▸ Job:
Pull out every line below that contains the word "lawn" and copy each one in full.

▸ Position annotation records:
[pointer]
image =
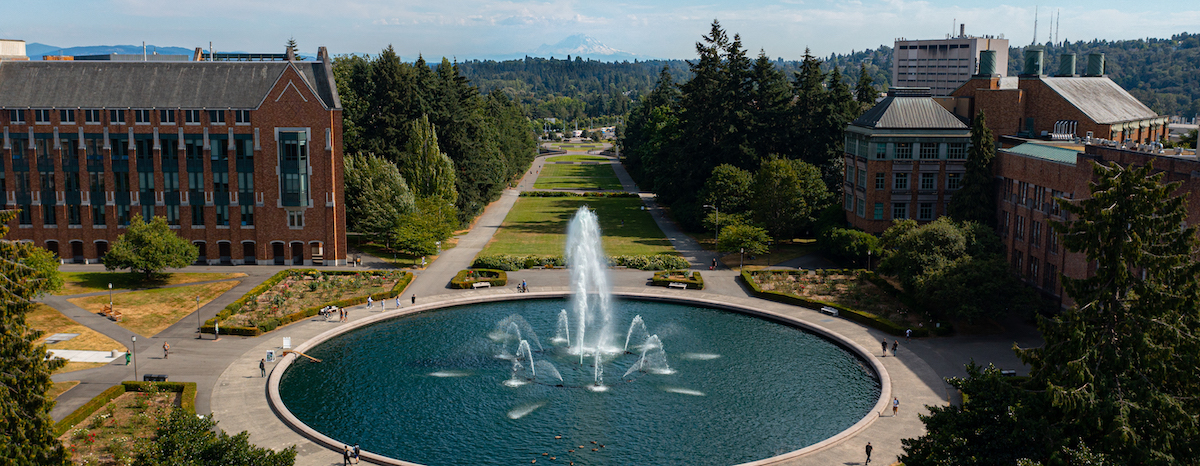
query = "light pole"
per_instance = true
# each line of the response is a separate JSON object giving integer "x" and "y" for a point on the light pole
{"x": 199, "y": 335}
{"x": 135, "y": 352}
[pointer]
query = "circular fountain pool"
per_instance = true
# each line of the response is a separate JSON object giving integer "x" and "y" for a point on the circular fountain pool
{"x": 455, "y": 387}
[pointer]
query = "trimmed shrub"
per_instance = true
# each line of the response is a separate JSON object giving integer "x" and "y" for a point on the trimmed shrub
{"x": 850, "y": 314}
{"x": 665, "y": 279}
{"x": 89, "y": 407}
{"x": 655, "y": 262}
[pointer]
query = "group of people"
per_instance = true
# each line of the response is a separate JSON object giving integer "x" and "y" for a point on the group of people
{"x": 351, "y": 453}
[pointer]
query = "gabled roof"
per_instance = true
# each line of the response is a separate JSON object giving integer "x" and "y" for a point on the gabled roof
{"x": 910, "y": 109}
{"x": 1050, "y": 153}
{"x": 1099, "y": 99}
{"x": 149, "y": 84}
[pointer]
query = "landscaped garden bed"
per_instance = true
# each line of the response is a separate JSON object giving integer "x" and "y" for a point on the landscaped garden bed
{"x": 294, "y": 294}
{"x": 857, "y": 294}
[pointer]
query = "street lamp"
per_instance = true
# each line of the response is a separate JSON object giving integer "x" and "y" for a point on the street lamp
{"x": 199, "y": 327}
{"x": 135, "y": 352}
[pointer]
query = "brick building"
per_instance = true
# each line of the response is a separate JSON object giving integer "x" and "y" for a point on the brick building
{"x": 1031, "y": 175}
{"x": 1063, "y": 107}
{"x": 904, "y": 159}
{"x": 243, "y": 159}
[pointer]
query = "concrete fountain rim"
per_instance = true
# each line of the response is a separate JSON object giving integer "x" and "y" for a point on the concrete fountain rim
{"x": 287, "y": 417}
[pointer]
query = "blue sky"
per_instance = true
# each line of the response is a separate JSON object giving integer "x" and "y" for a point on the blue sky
{"x": 652, "y": 28}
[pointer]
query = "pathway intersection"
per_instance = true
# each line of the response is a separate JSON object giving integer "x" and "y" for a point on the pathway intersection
{"x": 231, "y": 388}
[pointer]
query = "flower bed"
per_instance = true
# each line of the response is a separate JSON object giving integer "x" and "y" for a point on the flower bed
{"x": 678, "y": 276}
{"x": 295, "y": 294}
{"x": 851, "y": 292}
{"x": 467, "y": 279}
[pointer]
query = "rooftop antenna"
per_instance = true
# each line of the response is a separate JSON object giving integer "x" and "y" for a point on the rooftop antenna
{"x": 1035, "y": 25}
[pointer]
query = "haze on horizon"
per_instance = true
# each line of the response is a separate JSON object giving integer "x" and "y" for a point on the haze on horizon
{"x": 468, "y": 29}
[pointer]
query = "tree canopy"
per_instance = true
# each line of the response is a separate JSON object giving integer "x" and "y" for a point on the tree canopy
{"x": 150, "y": 248}
{"x": 27, "y": 431}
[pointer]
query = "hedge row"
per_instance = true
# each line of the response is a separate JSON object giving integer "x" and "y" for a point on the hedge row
{"x": 517, "y": 262}
{"x": 568, "y": 193}
{"x": 664, "y": 279}
{"x": 187, "y": 390}
{"x": 466, "y": 279}
{"x": 89, "y": 407}
{"x": 850, "y": 314}
{"x": 276, "y": 322}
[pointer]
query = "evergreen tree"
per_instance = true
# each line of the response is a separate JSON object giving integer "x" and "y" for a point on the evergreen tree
{"x": 1123, "y": 364}
{"x": 150, "y": 248}
{"x": 426, "y": 169}
{"x": 976, "y": 201}
{"x": 865, "y": 93}
{"x": 27, "y": 431}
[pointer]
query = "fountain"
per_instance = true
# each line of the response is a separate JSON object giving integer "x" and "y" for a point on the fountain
{"x": 479, "y": 375}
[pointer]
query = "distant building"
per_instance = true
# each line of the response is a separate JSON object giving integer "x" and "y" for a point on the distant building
{"x": 904, "y": 159}
{"x": 945, "y": 64}
{"x": 1063, "y": 107}
{"x": 243, "y": 159}
{"x": 11, "y": 49}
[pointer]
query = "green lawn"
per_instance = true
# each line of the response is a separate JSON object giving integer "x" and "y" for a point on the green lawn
{"x": 577, "y": 177}
{"x": 579, "y": 159}
{"x": 538, "y": 226}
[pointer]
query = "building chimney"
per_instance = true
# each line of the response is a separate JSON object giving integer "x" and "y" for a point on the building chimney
{"x": 1067, "y": 65}
{"x": 1033, "y": 60}
{"x": 1095, "y": 64}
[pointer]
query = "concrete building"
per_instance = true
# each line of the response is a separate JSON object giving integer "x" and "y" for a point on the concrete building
{"x": 243, "y": 159}
{"x": 904, "y": 160}
{"x": 943, "y": 65}
{"x": 1062, "y": 107}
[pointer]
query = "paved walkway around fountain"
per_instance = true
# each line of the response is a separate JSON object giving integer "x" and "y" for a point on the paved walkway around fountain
{"x": 231, "y": 387}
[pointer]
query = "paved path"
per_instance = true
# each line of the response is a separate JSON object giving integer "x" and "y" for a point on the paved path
{"x": 231, "y": 387}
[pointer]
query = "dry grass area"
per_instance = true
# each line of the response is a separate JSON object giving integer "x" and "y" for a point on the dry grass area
{"x": 148, "y": 312}
{"x": 79, "y": 282}
{"x": 51, "y": 321}
{"x": 846, "y": 290}
{"x": 297, "y": 293}
{"x": 111, "y": 435}
{"x": 59, "y": 388}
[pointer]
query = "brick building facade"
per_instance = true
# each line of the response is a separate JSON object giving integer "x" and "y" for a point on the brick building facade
{"x": 243, "y": 159}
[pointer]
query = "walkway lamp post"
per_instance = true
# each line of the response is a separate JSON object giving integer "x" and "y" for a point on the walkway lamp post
{"x": 133, "y": 351}
{"x": 199, "y": 326}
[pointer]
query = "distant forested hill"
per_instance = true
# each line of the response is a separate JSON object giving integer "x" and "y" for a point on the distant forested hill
{"x": 1164, "y": 73}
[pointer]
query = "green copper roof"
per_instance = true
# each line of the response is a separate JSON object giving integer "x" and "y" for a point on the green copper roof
{"x": 1045, "y": 151}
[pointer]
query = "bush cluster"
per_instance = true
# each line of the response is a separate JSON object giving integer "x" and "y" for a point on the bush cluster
{"x": 568, "y": 193}
{"x": 466, "y": 279}
{"x": 664, "y": 279}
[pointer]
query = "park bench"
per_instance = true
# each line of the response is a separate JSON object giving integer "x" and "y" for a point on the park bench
{"x": 111, "y": 314}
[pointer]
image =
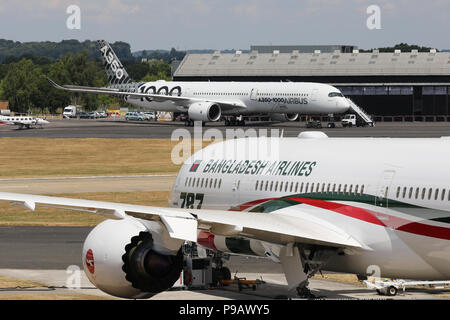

▸ Reply:
query = "green lawn"
# each line of the response is a separate JSON object giving integer "x" and "y" for a point on the green lawn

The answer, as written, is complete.